In diesem Kontext versuchen Community-Netzwerke wie Crianza Mutua (CM), den lokalen Widerstand gegen Enteignung zu verstärken, indem sie breitere Bündnisse schmieden und Praktiken fördern, die auf Selbstversorgung, Autonomie und dem Abbau alltäglicher Hierarchien basieren. Durch Versammlungen, die die Verteidigung des Territoriums und den kollektiven Widerstand feiern, verbindet CM verschiedene Akteure, die sich gegen das Voranschreiten des Extraktivismus wehren. CM macht die gelebten Erfahrungen von Autonomie und alltäglichem Widerstand sichtbar und erleichtert den Austausch zwischen Gruppen, die bereits alternative Lebensweisen aufbauen. Diese basieren auf Fürsorge, Selbstversorgung und der Entkommodifizierung des Lebens. In diesem Sinne ist die Arbeit von CM ein Beispiel für eine radikale Form der Organisation. Sie ist verwurzelt in der Vision von Ashish Kothari und seinen Kollegen, die sie in ihrem 2023 in deutscher Übersetzung erschienenen Buch als Pluriversum definiert haben: mehrere koexistierende Welten im Gegensatz zur hegemonialen Ein-Welt-Weltanschauung der kolonial-kapitalistischen Moderne. Das Treffen in Coahuila war somit nicht nur ein Akt des Widerstands, sondern auch Teil dessen, was Gustavo Esteva als fortwährende Auflehnung bezeichnet: die Wiederaneignung von Verben wie heilen, wohnen und teilen als Zeichen autonomer Lebenspraktiken jenseits staatlicher oder marktwirtschaftlicher Versorgung.

(Aufgabe):
Kopieren Sie den vollständigen Textauszug über das Netzwerk Crianza Mutua wortgetreu.

(Bereitgestellte Zeilen):

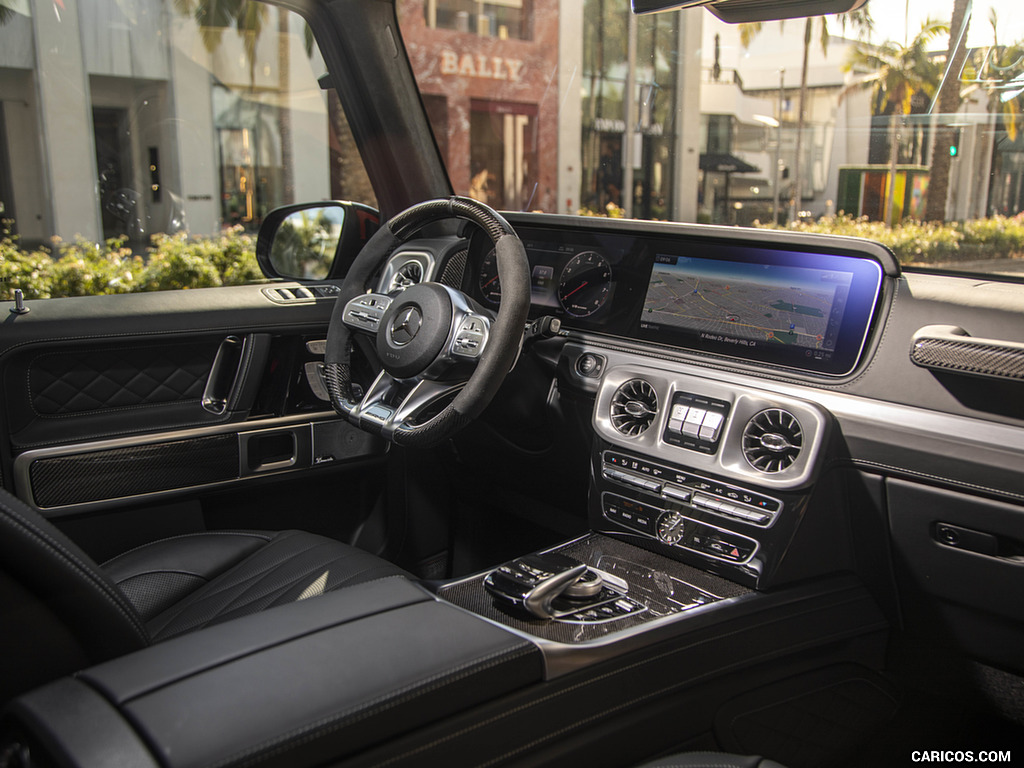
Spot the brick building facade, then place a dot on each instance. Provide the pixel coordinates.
(488, 77)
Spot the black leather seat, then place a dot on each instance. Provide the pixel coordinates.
(60, 611)
(712, 760)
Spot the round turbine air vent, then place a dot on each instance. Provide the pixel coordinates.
(772, 440)
(634, 407)
(407, 275)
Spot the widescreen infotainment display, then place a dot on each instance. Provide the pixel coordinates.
(799, 309)
(760, 304)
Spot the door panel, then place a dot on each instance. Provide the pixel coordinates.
(167, 395)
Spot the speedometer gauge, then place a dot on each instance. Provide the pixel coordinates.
(491, 287)
(585, 283)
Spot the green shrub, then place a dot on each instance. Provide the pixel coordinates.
(83, 268)
(29, 270)
(928, 244)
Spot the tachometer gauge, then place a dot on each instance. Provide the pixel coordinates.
(584, 284)
(491, 287)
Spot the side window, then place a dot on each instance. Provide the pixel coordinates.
(142, 143)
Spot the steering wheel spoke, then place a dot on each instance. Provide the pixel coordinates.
(365, 311)
(443, 356)
(390, 406)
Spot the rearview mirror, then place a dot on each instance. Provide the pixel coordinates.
(313, 241)
(744, 11)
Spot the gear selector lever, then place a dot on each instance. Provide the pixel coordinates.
(532, 583)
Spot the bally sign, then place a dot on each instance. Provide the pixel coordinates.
(492, 68)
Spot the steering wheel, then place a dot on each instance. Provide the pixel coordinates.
(431, 339)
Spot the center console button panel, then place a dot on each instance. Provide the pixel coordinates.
(686, 487)
(677, 529)
(695, 422)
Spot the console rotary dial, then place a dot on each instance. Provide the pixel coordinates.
(671, 527)
(585, 283)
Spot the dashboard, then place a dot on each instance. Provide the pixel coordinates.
(786, 302)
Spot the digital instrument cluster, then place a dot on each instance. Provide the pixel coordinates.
(788, 304)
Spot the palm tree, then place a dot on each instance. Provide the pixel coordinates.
(999, 71)
(863, 24)
(897, 74)
(949, 101)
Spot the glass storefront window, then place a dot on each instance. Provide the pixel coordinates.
(197, 133)
(501, 18)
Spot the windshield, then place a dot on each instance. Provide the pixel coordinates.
(899, 124)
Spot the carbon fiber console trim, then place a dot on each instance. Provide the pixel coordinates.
(598, 551)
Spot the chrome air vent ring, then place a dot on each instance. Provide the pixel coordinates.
(773, 440)
(634, 407)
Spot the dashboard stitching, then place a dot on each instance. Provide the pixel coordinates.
(312, 325)
(937, 478)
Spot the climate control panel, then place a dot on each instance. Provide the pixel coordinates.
(682, 486)
(676, 529)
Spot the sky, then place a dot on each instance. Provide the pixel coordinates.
(889, 19)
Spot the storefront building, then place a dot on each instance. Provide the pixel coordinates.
(484, 71)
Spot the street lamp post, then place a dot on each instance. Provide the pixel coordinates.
(778, 146)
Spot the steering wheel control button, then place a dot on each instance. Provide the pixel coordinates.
(695, 422)
(471, 337)
(590, 366)
(366, 312)
(415, 330)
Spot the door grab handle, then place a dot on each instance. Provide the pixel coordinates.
(223, 375)
(951, 349)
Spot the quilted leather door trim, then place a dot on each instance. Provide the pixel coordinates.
(113, 379)
(72, 393)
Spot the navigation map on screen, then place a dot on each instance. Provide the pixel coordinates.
(728, 300)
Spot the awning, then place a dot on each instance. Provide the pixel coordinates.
(726, 164)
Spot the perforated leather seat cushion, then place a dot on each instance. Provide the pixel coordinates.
(186, 583)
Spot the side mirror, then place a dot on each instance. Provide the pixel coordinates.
(313, 241)
(740, 11)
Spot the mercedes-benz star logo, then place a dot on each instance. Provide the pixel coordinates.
(406, 326)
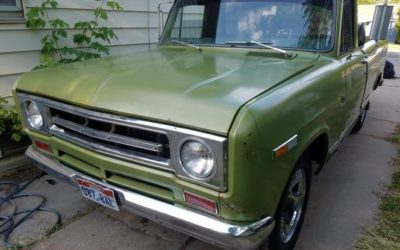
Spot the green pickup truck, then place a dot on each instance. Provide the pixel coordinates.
(215, 131)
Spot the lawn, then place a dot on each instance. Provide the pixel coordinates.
(385, 234)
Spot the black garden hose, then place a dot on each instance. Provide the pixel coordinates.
(8, 223)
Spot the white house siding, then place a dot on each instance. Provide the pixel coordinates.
(20, 47)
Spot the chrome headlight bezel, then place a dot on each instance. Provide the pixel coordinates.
(210, 170)
(32, 109)
(218, 148)
(24, 103)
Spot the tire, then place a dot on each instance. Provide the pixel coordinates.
(360, 122)
(290, 214)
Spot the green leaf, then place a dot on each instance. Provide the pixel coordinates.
(114, 5)
(17, 137)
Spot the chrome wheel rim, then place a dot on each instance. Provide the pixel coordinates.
(292, 208)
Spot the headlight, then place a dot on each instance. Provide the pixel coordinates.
(197, 159)
(33, 115)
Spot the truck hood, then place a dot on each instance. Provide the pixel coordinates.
(179, 86)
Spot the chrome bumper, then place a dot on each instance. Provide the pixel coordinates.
(221, 233)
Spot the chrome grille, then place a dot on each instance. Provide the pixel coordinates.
(111, 137)
(122, 137)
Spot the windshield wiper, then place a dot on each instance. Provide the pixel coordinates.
(189, 44)
(265, 45)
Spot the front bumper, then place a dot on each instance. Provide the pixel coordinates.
(212, 230)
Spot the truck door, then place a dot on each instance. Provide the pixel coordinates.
(355, 69)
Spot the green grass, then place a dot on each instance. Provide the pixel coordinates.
(385, 234)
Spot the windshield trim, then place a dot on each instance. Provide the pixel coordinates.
(331, 49)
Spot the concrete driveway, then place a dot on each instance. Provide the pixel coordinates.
(343, 198)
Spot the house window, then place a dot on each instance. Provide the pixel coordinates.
(11, 10)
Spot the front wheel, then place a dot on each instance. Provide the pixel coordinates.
(292, 208)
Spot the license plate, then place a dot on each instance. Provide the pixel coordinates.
(98, 194)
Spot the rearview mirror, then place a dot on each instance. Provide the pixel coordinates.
(361, 35)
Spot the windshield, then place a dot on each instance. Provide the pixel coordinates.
(291, 24)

(Richtige Antwort):
In diesem Kontext versuchen Community-Netzwerke wie Crianza Mutua (CM), den lokalen Widerstand gegen Enteignung zu verstärken, indem sie breitere Bündnisse schmieden und Praktiken fördern, die auf Selbstversorgung, Autonomie und dem Abbau alltäglicher Hierarchien basieren. Durch Versammlungen, die die Verteidigung des Territoriums und den kollektiven Widerstand feiern, verbindet CM verschiedene Akteure, die sich gegen das Voranschreiten des Extraktivismus wehren. CM macht die gelebten Erfahrungen von Autonomie und alltäglichem Widerstand sichtbar und erleichtert den Austausch zwischen Gruppen, die bereits alternative Lebensweisen aufbauen. Diese basieren auf Fürsorge, Selbstversorgung und der Entkommodifizierung des Lebens. In diesem Sinne ist die Arbeit von CM ein Beispiel für eine radikale Form der Organisation. Sie ist verwurzelt in der Vision von Ashish Kothari und seinen Kollegen, die sie in ihrem 2023 in deutscher Übersetzung erschienenen Buch als Pluriversum definiert haben: mehrere koexistierende Welten im Gegensatz zur hegemonialen Ein-Welt-Weltanschauung der kolonial-kapitalistischen Moderne. Das Treffen in Coahuila war somit nicht nur ein Akt des Widerstands, sondern auch Teil dessen, was Gustavo Esteva als fortwährende Auflehnung bezeichnet: die Wiederaneignung von Verben wie heilen, wohnen und teilen als Zeichen autonomer Lebenspraktiken jenseits staatlicher oder marktwirtschaftlicher Versorgung.